- _ARBEITSAUFTRAG_:
Was bietet Sweinur laut dem Quellenauszug den beiden Reisenden an?
*** QUELLENAUSZUG
Etwas muffig begannen wir im leicht schwebenden Zustand mal Richtung Flughafen zu fahren, wo wir einchecken wollten um unser Gepäck los zu werden. Das ging dann natürlich nicht, weil es die Logistik nicht verkraftet, wenn man mehr wie eine Stunde vor Abflug kommt. Wir schauen uns um und finden Schliessfächer. Doch diese sind Schweineteuer. Stéph hatte ihren schon eingeschlossen und ich fluche noch rum, als von hinten ein junger Mann kommt, der fragt ob wir denn Probleme mit den Lockers hätten. Wohl hatte er auf meine Schnute reagiert. Natürlich war er der Schliessfachmeister und war gerade völlig dabei, es allem und jedem recht zu machen. Er half mir meine Sachen einzuschliessen (in den kleinen Locker) und berechnete mir einen fairen Preis. Damit kann ich leben.

Anschliessend gaben wir die Karre ab und das Problem, wie wir zurück in die Stadt kommen, weil Ich die Hälfte meines Gepäcks noch im Kex hatte (man sollte nicht übermüdet morgen früh aus nem Hostel abreisen) löste sich auch gleich, weil unsere Rentalfirma einen kostenlosen Shuttleservice in die Stadt anbot. Das ist freundlich! Auch damit hatten wir nicht gerechnet. Zurück ging es dann aber zu Fuss. Ja! Zu Fuss. In welchem Land der Welt kann man an den Flughafen laufen? Island, das Land der unbegrenzten Möglichkeiten.

Wir begreifen noch gar nicht wirklich, dass wir jetzt auf die Färörinseln fliegen. Wir freuten uns viel mehr, dass wir jetzt gut 2 Stunden ruhig sitzen und die Augen schliessen können. Als ich aus meinem Döszustand aufwachte, hatte Stéph mit begonnen mit dem Mann neben uns zu sprechen. Ich komme gerade rechtzeitig auf die Frage: "Wo schlaft ihr denn"? und zusammen antworten wir: "We dont know yet!" Zum Glück waren wir an Sweinur geraten. Jawoll, er heisst wirklich so :D Und wir konnten es nicht glauben, wie uns gerade passierte. Sweinur bot uns eine Unbewohnte aber voll möblierte Wohnung in der Mitte von Thorshavn an. Fragte nicht wie lange, fragte nicht wie viel. Er hat sie uns einfach geschenkt, ohne etwas dafür zu wollen.

Wir sollten ihn in der Stadt treffen. Das fanden wir für gut.
******
*** BEREITGESTELLTE DATEN
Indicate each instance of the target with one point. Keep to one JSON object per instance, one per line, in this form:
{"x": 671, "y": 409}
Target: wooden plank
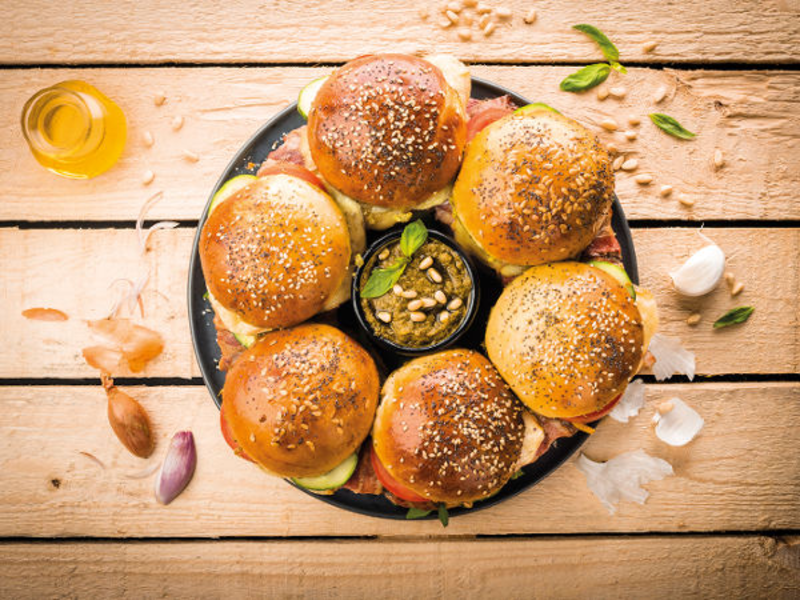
******
- _LÖSUNG_:
Sweinur bietet ihnen eine unbewohnte, aber voll möblierte Wohnung in der Mitte von Thorshavn an.